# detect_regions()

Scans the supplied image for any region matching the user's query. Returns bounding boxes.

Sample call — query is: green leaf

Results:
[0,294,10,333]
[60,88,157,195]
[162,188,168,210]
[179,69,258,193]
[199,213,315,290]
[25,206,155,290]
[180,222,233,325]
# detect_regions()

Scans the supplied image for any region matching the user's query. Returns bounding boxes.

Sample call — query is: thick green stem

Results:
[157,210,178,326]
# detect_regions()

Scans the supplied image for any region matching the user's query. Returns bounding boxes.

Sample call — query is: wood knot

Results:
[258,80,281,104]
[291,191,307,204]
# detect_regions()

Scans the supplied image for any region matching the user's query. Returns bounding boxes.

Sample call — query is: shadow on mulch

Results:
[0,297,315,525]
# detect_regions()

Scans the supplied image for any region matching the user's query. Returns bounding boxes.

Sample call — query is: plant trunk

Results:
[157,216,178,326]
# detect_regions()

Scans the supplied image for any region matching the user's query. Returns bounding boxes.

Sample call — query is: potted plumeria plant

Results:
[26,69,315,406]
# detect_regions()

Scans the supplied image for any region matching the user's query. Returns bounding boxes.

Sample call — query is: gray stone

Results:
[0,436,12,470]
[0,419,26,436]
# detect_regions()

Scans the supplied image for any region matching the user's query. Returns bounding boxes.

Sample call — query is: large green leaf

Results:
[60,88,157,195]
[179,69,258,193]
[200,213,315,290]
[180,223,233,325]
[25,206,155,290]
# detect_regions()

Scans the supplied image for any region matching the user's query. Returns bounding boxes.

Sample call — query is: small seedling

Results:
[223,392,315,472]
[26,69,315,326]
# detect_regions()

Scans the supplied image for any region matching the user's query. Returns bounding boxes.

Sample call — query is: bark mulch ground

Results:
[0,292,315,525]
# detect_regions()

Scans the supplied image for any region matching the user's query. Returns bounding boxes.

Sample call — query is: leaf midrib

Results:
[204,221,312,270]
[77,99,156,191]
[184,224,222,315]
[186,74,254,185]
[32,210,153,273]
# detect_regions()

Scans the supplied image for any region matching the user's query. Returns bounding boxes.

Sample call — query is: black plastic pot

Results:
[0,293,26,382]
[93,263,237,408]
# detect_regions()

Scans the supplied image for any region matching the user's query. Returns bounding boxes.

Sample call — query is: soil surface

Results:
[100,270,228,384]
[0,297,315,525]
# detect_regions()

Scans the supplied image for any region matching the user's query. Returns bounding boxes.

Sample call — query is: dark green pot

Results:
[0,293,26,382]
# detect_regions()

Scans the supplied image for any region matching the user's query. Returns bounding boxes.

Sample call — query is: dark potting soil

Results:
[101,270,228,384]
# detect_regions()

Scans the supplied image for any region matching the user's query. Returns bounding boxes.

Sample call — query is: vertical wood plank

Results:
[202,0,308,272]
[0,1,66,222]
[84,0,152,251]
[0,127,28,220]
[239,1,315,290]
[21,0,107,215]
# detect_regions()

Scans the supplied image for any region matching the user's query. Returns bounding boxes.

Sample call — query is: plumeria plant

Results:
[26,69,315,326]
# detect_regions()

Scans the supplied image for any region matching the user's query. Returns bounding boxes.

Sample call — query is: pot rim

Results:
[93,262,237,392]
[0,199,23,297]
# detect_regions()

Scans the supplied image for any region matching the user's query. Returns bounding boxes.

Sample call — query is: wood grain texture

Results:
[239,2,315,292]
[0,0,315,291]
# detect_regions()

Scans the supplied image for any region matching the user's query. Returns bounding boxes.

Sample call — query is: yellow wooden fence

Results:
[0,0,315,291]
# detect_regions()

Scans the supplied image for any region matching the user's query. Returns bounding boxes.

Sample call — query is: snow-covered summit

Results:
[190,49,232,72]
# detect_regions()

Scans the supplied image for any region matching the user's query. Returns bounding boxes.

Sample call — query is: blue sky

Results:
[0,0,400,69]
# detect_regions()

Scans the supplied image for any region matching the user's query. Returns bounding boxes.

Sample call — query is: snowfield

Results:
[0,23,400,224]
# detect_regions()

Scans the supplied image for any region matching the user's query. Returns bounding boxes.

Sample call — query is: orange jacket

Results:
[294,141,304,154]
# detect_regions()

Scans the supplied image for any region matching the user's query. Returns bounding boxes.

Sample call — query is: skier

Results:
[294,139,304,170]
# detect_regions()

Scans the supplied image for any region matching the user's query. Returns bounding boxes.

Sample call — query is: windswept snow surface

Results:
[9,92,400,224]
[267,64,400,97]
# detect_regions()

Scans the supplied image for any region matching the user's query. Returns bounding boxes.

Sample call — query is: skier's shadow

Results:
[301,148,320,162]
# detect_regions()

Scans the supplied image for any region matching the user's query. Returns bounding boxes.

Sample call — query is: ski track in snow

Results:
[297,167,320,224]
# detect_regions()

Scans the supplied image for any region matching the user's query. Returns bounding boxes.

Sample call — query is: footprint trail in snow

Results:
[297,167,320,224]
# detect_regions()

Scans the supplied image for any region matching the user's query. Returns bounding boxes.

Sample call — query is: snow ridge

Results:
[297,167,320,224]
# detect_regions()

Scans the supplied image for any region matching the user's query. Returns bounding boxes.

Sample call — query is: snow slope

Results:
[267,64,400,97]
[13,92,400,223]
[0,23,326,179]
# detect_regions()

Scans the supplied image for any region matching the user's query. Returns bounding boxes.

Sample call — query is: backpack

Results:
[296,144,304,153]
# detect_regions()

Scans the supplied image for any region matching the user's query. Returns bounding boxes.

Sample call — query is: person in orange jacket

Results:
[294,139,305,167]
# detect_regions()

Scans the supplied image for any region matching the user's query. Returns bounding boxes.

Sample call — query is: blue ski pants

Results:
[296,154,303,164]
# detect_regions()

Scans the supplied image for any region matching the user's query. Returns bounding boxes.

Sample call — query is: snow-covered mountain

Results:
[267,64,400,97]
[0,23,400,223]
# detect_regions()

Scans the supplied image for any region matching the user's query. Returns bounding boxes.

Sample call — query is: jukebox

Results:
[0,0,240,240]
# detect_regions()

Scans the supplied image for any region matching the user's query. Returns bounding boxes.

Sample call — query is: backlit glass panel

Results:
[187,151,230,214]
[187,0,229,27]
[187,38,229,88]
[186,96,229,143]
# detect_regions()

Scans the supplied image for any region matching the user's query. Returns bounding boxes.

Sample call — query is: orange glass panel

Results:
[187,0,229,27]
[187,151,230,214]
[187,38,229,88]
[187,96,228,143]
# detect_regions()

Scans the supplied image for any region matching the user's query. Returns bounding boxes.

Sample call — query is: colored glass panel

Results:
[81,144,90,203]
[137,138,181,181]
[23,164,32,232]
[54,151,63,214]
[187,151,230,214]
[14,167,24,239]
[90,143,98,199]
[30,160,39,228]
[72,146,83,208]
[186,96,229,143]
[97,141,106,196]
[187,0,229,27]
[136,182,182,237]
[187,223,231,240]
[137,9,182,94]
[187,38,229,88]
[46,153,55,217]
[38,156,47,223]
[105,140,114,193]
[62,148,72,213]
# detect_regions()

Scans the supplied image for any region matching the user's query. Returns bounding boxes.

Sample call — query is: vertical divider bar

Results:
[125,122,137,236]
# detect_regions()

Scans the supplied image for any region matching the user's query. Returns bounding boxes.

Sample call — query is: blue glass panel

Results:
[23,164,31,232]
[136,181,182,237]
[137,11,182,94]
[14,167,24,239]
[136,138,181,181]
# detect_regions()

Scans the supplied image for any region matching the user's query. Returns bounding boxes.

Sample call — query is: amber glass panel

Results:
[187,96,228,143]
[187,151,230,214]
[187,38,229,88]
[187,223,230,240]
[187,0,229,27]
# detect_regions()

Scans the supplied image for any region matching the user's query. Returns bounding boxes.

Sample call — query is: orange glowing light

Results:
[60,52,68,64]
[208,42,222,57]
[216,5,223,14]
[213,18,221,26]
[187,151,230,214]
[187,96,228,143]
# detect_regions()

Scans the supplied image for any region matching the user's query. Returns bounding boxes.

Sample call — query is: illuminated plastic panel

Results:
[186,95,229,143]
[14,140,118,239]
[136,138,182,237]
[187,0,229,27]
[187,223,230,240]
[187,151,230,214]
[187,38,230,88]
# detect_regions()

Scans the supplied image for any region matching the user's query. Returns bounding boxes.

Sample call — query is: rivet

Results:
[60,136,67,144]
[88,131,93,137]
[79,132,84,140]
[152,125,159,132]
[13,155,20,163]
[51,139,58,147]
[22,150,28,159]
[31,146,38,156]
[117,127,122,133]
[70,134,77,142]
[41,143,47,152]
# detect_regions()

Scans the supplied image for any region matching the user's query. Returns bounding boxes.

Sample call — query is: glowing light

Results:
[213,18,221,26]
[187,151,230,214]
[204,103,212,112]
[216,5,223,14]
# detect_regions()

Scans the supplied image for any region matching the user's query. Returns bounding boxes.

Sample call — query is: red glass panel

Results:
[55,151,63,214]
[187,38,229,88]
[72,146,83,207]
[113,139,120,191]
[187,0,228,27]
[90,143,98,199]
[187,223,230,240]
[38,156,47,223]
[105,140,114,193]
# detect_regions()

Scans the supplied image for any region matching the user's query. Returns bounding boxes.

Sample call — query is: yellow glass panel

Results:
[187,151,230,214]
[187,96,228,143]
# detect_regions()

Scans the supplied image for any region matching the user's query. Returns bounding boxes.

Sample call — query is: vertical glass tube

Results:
☆ ☆ ☆ ☆ ☆
_SET TASK_. Could you output everything from the start of the items through the line containing "[0,419,26,436]" as a numbered list, leaving out the blank lines?

_SOLUTION TO THE PROBLEM_.
1. # detect_regions()
2. Scans the supplied image for any region matching the user's query. Returns bounding boxes.
3. Sample call — query is: green leaf
4. Results:
5. [0,294,10,333]
6. [60,88,157,195]
7. [162,188,168,210]
8. [179,69,258,193]
9. [199,213,315,290]
10. [25,206,155,290]
11. [180,222,233,325]
12. # detect_regions()
13. Scans the supplied image for any region matching the user's query. Returns bounding boxes.
14. Sample call — query is: thick green stem
15. Results:
16. [157,210,178,326]
17. # detect_regions()
18. Scans the supplied image for any region matching the user's query. Returns bounding boxes.
19. Sample call — query is: wood knot
20. Results:
21. [258,80,281,104]
22. [291,191,307,204]
23. # detect_regions()
24. Scans the supplied image for any region matching the user's query. Returns bounding boxes.
25. Sample call — query is: shadow on mulch
26. Results:
27. [0,297,315,525]
28. # detect_regions()
29. Scans the supplied image for any region matching the user's query. Returns bounding boxes.
30. Sample call — query is: plant trunk
31. Results:
32. [157,216,178,326]
33. # detect_regions()
34. Scans the supplied image for any region matching the user's query. Returns bounding boxes.
35. Sample call — query is: potted plumeria plant
36. Results:
37. [26,69,315,406]
38. # detect_regions()
39. Scans the supplied image for any region matching the user's query. Returns bounding boxes.
40. Sample call — query is: gray stone
41. Results:
42. [0,436,12,470]
43. [0,419,26,436]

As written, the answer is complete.